TEXTO DE ORIGEM
A subida à montanha refere-se ao esforço daqueles que seguem Jesus. A maioria permaneceu no vale. São Jerônimo enfatiza que somente aqueles que subiram à montanha viram Jesus transfigurado. Assim, os cristãos devem caminhar com Cristo para contemplá-lo: Jesus não se transfigura enquanto está cá em baixo: ele sobe e então se transfigura. “E os conduziu a um alto monte, à parte, e foi transfigurado diante deles.” Ainda hoje, para alguns, ele está em baixo e para outros, em cima. Aqueles que estão em baixo também têm Jesus em baixo, e são as multidões que não podem subir a montanha — somente os discípulos sobem a montanha; as multidões permanecem em baixo. Portanto, se alguém está em baixo e pertence à multidão, não pode ver Jesus com vestes brancas, mas sim com vestes imundas. Se alguém segue a letra e está completamente em baixo e olha para a terra como um animal irracional, não pode ver Jesus com suas vestes brancas. No entanto, quem segue a palavra de Deus e sobe a montanha, isto é, ao mais alto, para essa pessoa Jesus é transfigurado instantaneamente, e suas vestes se tornam muito brancas.

DADOS FORNECIDOS
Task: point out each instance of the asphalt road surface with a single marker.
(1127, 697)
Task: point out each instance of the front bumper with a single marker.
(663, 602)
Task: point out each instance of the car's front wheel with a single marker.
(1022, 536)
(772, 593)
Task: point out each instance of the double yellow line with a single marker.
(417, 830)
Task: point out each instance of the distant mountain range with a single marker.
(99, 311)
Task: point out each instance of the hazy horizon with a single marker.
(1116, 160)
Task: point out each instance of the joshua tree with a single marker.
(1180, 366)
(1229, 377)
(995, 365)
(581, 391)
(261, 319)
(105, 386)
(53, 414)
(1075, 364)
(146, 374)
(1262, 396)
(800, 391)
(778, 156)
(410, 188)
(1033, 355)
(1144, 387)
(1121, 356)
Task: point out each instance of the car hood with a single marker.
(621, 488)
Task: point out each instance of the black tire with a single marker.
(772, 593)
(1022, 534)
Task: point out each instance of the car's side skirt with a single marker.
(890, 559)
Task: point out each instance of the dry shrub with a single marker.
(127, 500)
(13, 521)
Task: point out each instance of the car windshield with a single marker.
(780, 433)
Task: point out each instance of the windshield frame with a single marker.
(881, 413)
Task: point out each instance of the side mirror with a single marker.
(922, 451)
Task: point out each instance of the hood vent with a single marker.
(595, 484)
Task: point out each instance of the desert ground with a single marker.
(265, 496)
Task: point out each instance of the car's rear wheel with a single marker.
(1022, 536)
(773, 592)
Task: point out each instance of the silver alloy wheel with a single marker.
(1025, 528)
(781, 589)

TAREFAS A REALIZAR
1) Resume em duas frases o texto sobre a subida à montanha.
2) Prossegue o texto sobre a subida à montanha a partir do ponto em que termina.

AS RESPOSTAS
1) A subida à montanha representa o esforço dos que seguem Jesus, e São Jerônimo sublinha que só os que subiram o viram transfigurado, enquanto a maioria ficou no vale. Quem fica em baixo com a multidão e segue a letra vê Jesus com vestes imundas, mas quem segue a palavra de Deus e sobe ao mais alto vê-o transfigurado, com vestes muito brancas.

2)
 

A nuvem

A nuvem simboliza a presença de Deus. Durante o Êxodo, no deserto, Deus se fez presente por meio de uma nuvem que guiou o povo e, quando acamparam, "desceu" sobre a Tenda do Encontro, "cobrindo-a" com sua sombra (cf. Ex 24:15-18). Isaías a identifica com o Espírito Santo (cf. Is 63:14).

Essa mesma nuvem "desceu" sobre Maria e a "cobriu com a sua sombra", tornando-a fecunda (cf. Lc 1,35). Agora, ela "desce" sobre Jesus e o "cobre com a sua sombra" (cf. Mc 9,7), indicando que Deus está presente, cumprindo todas as suas intervenções salvíficas anteriores. O uso dos mesmos verbos nos três textos é significativo.

 

A voz

Assim como aconteceu no Batismo, na Transfiguração Jesus ora com o desejo de se submeter à vontade do Pai, o que coincide com a obediência e o sofrimento do Messias. Em resposta, sinais de Sua aprovação vieram do céu: a luz que transfigurou Cristo e a voz que o proclamou "Filho amado", acrescentando o convite a ouvi-lo, pois ele é o profeta definitivo.

(Inspirado numa reflexão do Pe. Eduardo Sanz de Miguel, Carmelita Descalço)

 

À margem

Os cinco dedos que apontam para a Transfiguração ou que a Transfiguração aponta para nós.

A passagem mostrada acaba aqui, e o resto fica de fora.